1 ResNet介绍
1.1 ResNet概述
RestNet是2015年由微软团队提出的,在当时获得分类任务,目标检测,图像分割第一名。该论文的四位作者何恺明、张祥雨、任少卿和孙剑如今在人工智能领域里都是响当当的名字,当时他们都是微软亚研的一员。实验结果显示,残差网络更容易优化,并且加深网络层数有助于提高正确率。在ImageNet上使用152层的残差网络(VGG net的8倍深度,但残差网络复杂度更低)。对这些网络使用集成方法实现了3.75%的错误率。获得了ILSVRC 2015竞赛的第一名。
论文地址:原文链接
这是一篇计算机视觉领域的经典论文。李沐曾经说过,假设你在使用卷积神经网络,有一半的可能性就是在使用 ResNet 或它的变种。ResNet 论文被引用数量突破了 10 万+。
1.2 ResNet网络结构
ResNet的经典网络结构有:ResNet-18、ResNet-34、ResNet-50、ResNet-101、ResNet-152几种,其中,ResNet-18和ResNet-34的基本结构相同,属于相对浅层的网络,后面3种属于更深层的网络,其中RestNet50最为常用。
残差网络是为了解决深度神经网络(DNN)隐藏层过多时的网络退化问题而提出。退化(degradation)问题是指:当网络隐藏层变多时,网络的准确度达到饱和然后急剧退化,而且这个退化不是由于过拟合引起的。
假设一个网络 A,训练误差为 x。在 A 的顶部添加几个层构建网络 B,这些层的参数对于 A 的输出没有影响,我们称这些层为 C。这意味着新网络 B 的训练误差也是 x。网络 B 的训练误差不应高于 A,如果出现 B 的训练误差高于 A 的情况,则使用添加的层 C 学习恒等映射(对输入没有影响)并不是一个平凡问题。
为了解决这个问题,上图中的模块在输入和输出之间添加了一个直连路径,以直接执行映射。这时,C 只需要学习已有的输入特征就可以了。由于 C 只学习残差,该模块叫作残差模块。
此外,和当年几乎同时推出的 GoogLeNet 类似,它也在分类层之后连接了一个全局平均池化层。通过这些变化,ResNet 可以学习 152 个层的深层网络。它可以获得比 VGGNet 和 GoogLeNet 更高的准确率,同时计算效率比 VGGNet 更高。ResNet-152 可以取得 95.51% 的 top-5 准确率。
RestNet18和RestNet50网络结构如下:
2 基于pytorch在CIFAR10数据下的RestNet50的实现
2.1 cifar-10数据集
Cifar-10 是由 Hinton 的学生 Alex Krizhevsky、Ilya Sutskever 收集的一个用于普适物体识别的计算机视觉数据集,它包含 60000 张 32 X 32 的 RGB 彩色图片,总共 10 个分类。其中,包括 50000 张用于训练集,10000 张用于测试集。
CIFAR-10数据集中一共包含10 个类别的RGB 彩色图片:飞机( airplane )、汽车( automobile )、鸟类( bird )、猫( cat )、鹿( deer )、狗( dog )、蛙类( frog )、马( horse )、船( ship )和卡车( truck )。
CIFAR-10是一个更接近普适物体的彩色图像数据集。与MNIST数据集相比, CIFAR-10具有以下不同点:
- CIFAR-10 是3 通道的彩色RGB 图像,而MNIST 是灰度图像。
- CIFAR-10 的图片尺寸为32 × 32 , 而MNIST 的图片尺寸为28 × 28 ,比MNIST 稍大。
相比于手写字符,CIFAR-10含有的是现实世界中真实的物体,不仅噪声很大,而且物体的比例、特征都不尽相同,这为识别带来很大困难。直接的线性模型如Softmax 在CIFAR-10 上表现得很差。
____________
任务要求
请接着上方介绍ResNet与CIFAR-10数据集的文本往下写,从其最后一句之后开始。

所给记录
____________
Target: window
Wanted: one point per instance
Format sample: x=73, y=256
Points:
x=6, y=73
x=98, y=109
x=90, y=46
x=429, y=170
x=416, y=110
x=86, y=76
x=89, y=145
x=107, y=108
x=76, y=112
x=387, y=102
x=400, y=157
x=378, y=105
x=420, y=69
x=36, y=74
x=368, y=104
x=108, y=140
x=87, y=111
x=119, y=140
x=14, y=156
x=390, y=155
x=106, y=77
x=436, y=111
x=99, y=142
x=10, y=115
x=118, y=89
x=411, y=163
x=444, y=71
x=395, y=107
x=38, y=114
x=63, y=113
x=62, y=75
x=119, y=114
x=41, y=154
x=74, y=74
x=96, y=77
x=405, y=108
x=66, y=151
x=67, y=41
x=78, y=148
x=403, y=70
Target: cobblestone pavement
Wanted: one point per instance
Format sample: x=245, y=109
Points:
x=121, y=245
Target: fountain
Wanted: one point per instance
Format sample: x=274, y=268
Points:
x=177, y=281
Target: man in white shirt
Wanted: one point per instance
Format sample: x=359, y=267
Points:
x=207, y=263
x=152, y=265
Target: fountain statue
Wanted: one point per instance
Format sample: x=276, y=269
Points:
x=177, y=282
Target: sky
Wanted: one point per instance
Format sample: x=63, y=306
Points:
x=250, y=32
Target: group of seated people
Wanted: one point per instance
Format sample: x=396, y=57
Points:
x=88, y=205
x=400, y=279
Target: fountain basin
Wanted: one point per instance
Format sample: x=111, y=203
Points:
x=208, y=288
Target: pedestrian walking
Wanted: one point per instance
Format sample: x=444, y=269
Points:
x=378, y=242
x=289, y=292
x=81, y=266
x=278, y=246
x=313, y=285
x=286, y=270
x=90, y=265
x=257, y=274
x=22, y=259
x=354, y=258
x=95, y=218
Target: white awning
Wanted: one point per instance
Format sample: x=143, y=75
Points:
____________
输出结果
2.2 代码实现
import torch
from torch import nn
from torch.utils.data import DataLoader
from torchvision import datasets, utils
from torchvision.transforms import ToTensor
import matplotlib.pyplot as plt
from torchvision.transforms import transforms
import torch.nn.functional as F
import datetime
import numpy as np
class Bottleneck(nn.Module):
def __init__(self, in_channels, out_channels, stride=[1, 1, 1], padding=[0, 1, 0], first=False) -> None:
super(Bottleneck, self).__init__()
self.bottleneck = nn.Sequential(
nn.Conv2d(in_channels, out_channels, kernel_size=1, stride=stride[0], padding=padding[0], bias=False),
nn.BatchNorm2d(out_channels),
nn.ReLU(inplace=True),
nn.Conv2d(out_channels, out_channels, kernel_size=3, stride=stride[1], padding=padding[1], bias=False),
nn.BatchNorm2d(out_channels),
nn.ReLU(inplace=True),
nn.Conv2d(out_channels, out_channels * 4, kernel_size=1, stride=stride[2], padding=padding[2], bias=False),
nn.BatchNorm2d(out_channels * 4)
)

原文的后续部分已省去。